Что сделать:
1: Ответьте по тексту о большевиках и терроре:
(a) Какая партия первенствовала в крестьянских массах России?
(b) К чему привела большевиков авантюра в октябре 1917 года?
(c) С какого времени большевики открыто провозгласили курс на начало красного террора?
2: Продолжите текст о большевиках и терроре, начав сразу после его последнего предложения.

Текст для чтения:
☆ ☆ ☆
Белогвардейский пропагандистский плакат, 1918

Это важный момент. Время и события слишком стремительно развивались в эту эпоху, строить прогнозы тогда было намного сложнее, чем мы можем сейчас себе представить. Но в целом, конечно же, некая логика просматривается. Большевики были заинтересованы в терроре, он им был политически необходим вне зависимости от степени угрозы со стороны антибольшевистских сил. В течение всего 1917 года партия большевиков была в положении постоянно догоняющих. В рабочей среде большей популярностью пользовались меньшевики, не говоря уже о крестьянских массах России, где первенствовали эсеры. Поэтому для победы большевикам нужно было действовать на опережение ситуации, предпринимать рискованные авантюры. Упомянутая авантюра в июле 1917 года чуть не закончилась для партии ликвидацией, а вот другая авантюра, в октябре 1917-го, наоборот, привела их к власти. И для ее удержания большевикам необходимо было не только пообещать крестьянам землю, рабочим – фабрики, солдатам – мир, но и необходимо было удовлетворить некий массовый запрос на насилие, который демонстрировался на низовом уровне и в форме самосудов, и в актах более сознательного политического террора. То же убийство в январе двух депутатов-кадетов: убийцы были арестованы, но следствие в итоге прекратилось, а с сентября 1918 года большевики уже открыто провозгласили курс на начало красного террора.
☆ ☆ ☆
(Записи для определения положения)
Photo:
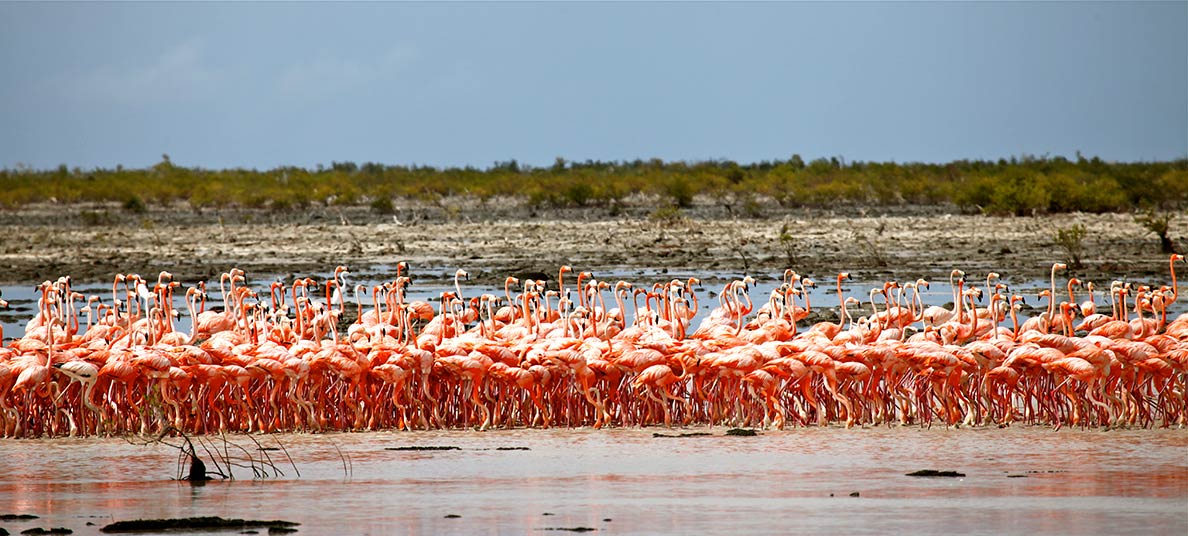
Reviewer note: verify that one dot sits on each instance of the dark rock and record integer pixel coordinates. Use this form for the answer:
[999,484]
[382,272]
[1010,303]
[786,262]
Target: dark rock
☆ ☆ ☆
Данные ответы:
1:
(a) Эсеры.
(b) Она привела их к власти.
(c) С сентября 1918 года.

2:
Итого: конечно же, политический террор той эпохи, еще раз подчеркну, хоть и очень прочно связан с периодом Первой мировой войны, но в целом оказывается очень сложным явлением, в котором переплетаются разные – действия отдельных психов, садистов, как тоже сынов этого времени, и массовые процессы, поведение толпы, и, наконец, выбор дальнейшей политической стратегии теми или иными политиками или государственными лидерами.

– Вы произнесли одно очень интересное выражение: "массовый запрос на насилие". Этот запрос существует в той или иной мере всегда в обществе или он проявляется именно в "эпоху нервозности"? Насколько высок данный запрос сейчас? Последние новости из разных стран довольно тревожны: только что в Польше убит популярный мэр Гданьска Павел Адамович, несколькими днями ранее в Бремене неизвестные напали на местного политика из правопопулистской партии "Альтернатива для Германии" Франка Магница. Как обходится с оппозиционными манифестантами российская полиция, хорошо известно – это, конечно, не террор в прямом смысле слова, но, безусловно, насилие на политической почве. Тревожно.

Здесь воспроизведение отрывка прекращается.